Jobs:
(1) Rewrite everything from "Fifteen months ago, NASCAR" down to "series were good." in the passage on NASCAR Cup cars at Le Mans, swapping "Le Mans" for "Daytona".
(2) Carry on the passage on NASCAR Cup cars at Le Mans, picking up after its final sentence.

Excerpt provided:
>>>>>

Fifteen months ago, NASCAR and Hendrick Motorsports announced a joint program to modify a NASCAR Cup Series Next Gen car to race at Le Mans at Sebring International Raceway. It was teased as the first time that a Cup car would race at Le Mans since 1976.
The situations surrounding NASCAR Cup Series vehicles racing at Le Mans couldn’t have been more different. In 1976, sports car racing was at something of a nadir in Europe. Manufacturer interest had waned significantly after engine displacement was cut to three liters after 1971, ending the era of the Porsche 917s and Ferrari 512s. In this particular year, the race was open to darn near anything that FIA sanctioned. In the case of the NASCAR Winston Cup Grand National cars from Donlavey Racing and Hershel McGriff that made the trip, even cars that weren’t from FIA-sanctioned series were good.

<<<<<

Records provided:
>>>>>

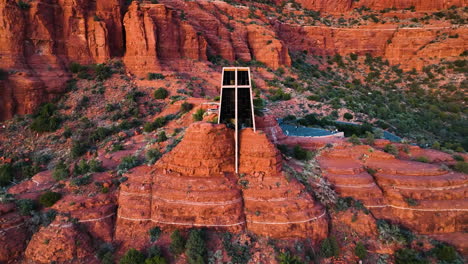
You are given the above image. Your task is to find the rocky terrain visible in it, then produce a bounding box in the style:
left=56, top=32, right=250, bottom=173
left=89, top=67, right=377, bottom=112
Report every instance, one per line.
left=0, top=0, right=468, bottom=264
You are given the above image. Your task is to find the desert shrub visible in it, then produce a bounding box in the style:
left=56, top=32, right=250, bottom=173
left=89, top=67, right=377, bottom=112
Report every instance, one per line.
left=269, top=89, right=291, bottom=101
left=31, top=103, right=61, bottom=133
left=148, top=72, right=166, bottom=80
left=414, top=156, right=430, bottom=163
left=149, top=226, right=165, bottom=243
left=223, top=233, right=251, bottom=264
left=365, top=131, right=375, bottom=146
left=192, top=108, right=206, bottom=121
left=52, top=161, right=70, bottom=181
left=431, top=244, right=461, bottom=263
left=377, top=219, right=414, bottom=244
left=0, top=163, right=14, bottom=187
left=18, top=0, right=31, bottom=10
left=348, top=134, right=362, bottom=145
left=169, top=229, right=185, bottom=255
left=16, top=199, right=36, bottom=215
left=145, top=149, right=161, bottom=165
left=354, top=242, right=367, bottom=259
left=384, top=144, right=398, bottom=156
left=93, top=63, right=113, bottom=81
left=293, top=145, right=313, bottom=160
left=96, top=243, right=115, bottom=264
left=453, top=161, right=468, bottom=174
left=119, top=248, right=145, bottom=264
left=185, top=229, right=207, bottom=264
left=89, top=127, right=116, bottom=142
left=153, top=87, right=169, bottom=99
left=395, top=248, right=429, bottom=264
left=70, top=174, right=93, bottom=186
left=320, top=237, right=340, bottom=258
left=143, top=117, right=168, bottom=132
left=278, top=251, right=304, bottom=264
left=157, top=131, right=167, bottom=142
left=404, top=197, right=419, bottom=206
left=180, top=102, right=193, bottom=113
left=117, top=155, right=140, bottom=175
left=70, top=141, right=88, bottom=158
left=343, top=113, right=354, bottom=121
left=39, top=191, right=62, bottom=207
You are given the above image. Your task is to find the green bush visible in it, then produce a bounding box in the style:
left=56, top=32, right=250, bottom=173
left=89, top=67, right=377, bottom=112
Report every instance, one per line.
left=293, top=145, right=313, bottom=160
left=39, top=191, right=62, bottom=207
left=145, top=149, right=161, bottom=165
left=70, top=141, right=89, bottom=158
left=70, top=174, right=93, bottom=186
left=384, top=144, right=398, bottom=156
left=395, top=248, right=429, bottom=264
left=0, top=69, right=8, bottom=81
left=348, top=134, right=362, bottom=145
left=180, top=102, right=193, bottom=113
left=153, top=87, right=169, bottom=99
left=16, top=199, right=36, bottom=215
left=365, top=131, right=375, bottom=146
left=354, top=242, right=367, bottom=260
left=52, top=161, right=70, bottom=181
left=343, top=113, right=354, bottom=121
left=145, top=256, right=168, bottom=264
left=432, top=244, right=459, bottom=263
left=149, top=226, right=165, bottom=243
left=117, top=156, right=140, bottom=174
left=0, top=163, right=14, bottom=187
left=193, top=108, right=206, bottom=121
left=320, top=237, right=340, bottom=258
left=30, top=103, right=61, bottom=133
left=278, top=252, right=303, bottom=264
left=453, top=161, right=468, bottom=174
left=414, top=156, right=430, bottom=163
left=119, top=248, right=145, bottom=264
left=148, top=72, right=166, bottom=80
left=185, top=229, right=207, bottom=264
left=169, top=229, right=185, bottom=255
left=18, top=0, right=31, bottom=10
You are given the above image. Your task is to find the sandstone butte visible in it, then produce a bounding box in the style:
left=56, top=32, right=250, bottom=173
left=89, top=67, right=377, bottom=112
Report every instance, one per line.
left=115, top=123, right=328, bottom=250
left=0, top=116, right=468, bottom=263
left=257, top=116, right=468, bottom=253
left=0, top=0, right=468, bottom=120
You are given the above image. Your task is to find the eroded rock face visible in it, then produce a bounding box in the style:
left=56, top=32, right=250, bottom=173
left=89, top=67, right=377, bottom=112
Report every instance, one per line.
left=25, top=217, right=96, bottom=263
left=115, top=122, right=328, bottom=246
left=319, top=146, right=468, bottom=239
left=115, top=123, right=245, bottom=249
left=297, top=0, right=466, bottom=13
left=0, top=0, right=123, bottom=120
left=0, top=203, right=31, bottom=263
left=275, top=23, right=467, bottom=70
left=239, top=128, right=328, bottom=241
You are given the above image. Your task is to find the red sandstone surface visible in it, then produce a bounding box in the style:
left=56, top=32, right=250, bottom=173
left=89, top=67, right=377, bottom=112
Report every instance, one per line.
left=0, top=0, right=468, bottom=119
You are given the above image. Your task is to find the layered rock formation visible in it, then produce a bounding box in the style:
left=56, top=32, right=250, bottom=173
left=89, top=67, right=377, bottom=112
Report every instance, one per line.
left=319, top=146, right=468, bottom=240
left=124, top=2, right=206, bottom=75
left=297, top=0, right=466, bottom=13
left=116, top=123, right=328, bottom=246
left=276, top=23, right=468, bottom=70
left=239, top=128, right=328, bottom=241
left=25, top=217, right=97, bottom=263
left=0, top=0, right=123, bottom=120
left=116, top=123, right=245, bottom=249
left=0, top=203, right=31, bottom=263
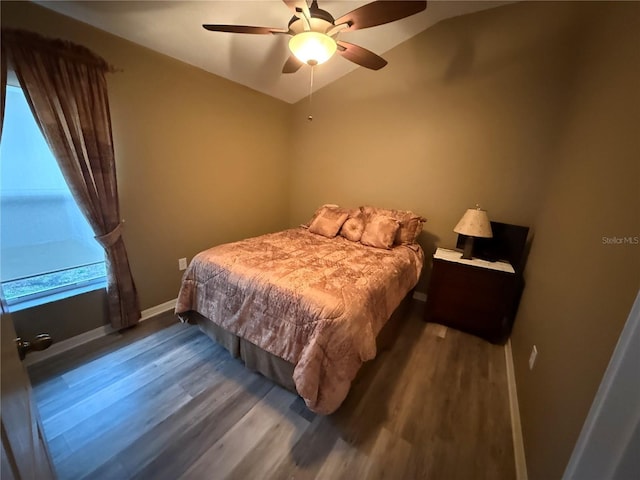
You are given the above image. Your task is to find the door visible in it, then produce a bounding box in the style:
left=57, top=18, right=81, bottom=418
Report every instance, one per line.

<<<<<

Solved problems:
(1)
Fifteen months ago, NASCAR and Hendrick Motorsports announced a joint program to modify a NASCAR Cup Series Next Gen car to race at Daytona at Sebring International Raceway. It was teased as the first time that a Cup car would race at Daytona since 1976.
The situations surrounding NASCAR Cup Series vehicles racing at Daytona couldn’t have been more different. In 1976, sports car racing was at something of a nadir in Europe. Manufacturer interest had waned significantly after engine displacement was cut to three liters after 1971, ending the era of the Porsche 917s and Ferrari 512s. In this particular year, the race was open to darn near anything that FIA sanctioned. In the case of the NASCAR Winston Cup Grand National cars from Donlavey Racing and Hershel McGriff that made the trip, even cars that weren’t from FIA-sanctioned series were good.

(2)
Today, sports car racing has been as strong as it’s ever been for more than 30 years. The top class (Hypercar) had 16 entries from seven manufacturers. The ACO (Automobile Club d’Ouest) announced with its 2024 schedule reveal that the LMP2 class would be dropped from the FIA World Endurance Championship as a full-time class in 2024 (it will still race at Le Mans, though). Alpine revealed a rendering of the prototype version of its new LMDh car, the Alpine A424_β, that will be on the WEC grid next year. With BMW, Lamborghini and the new Isotta Franchini team joining, that could mean up to 11 manufacturers on the grid just in Hypercar.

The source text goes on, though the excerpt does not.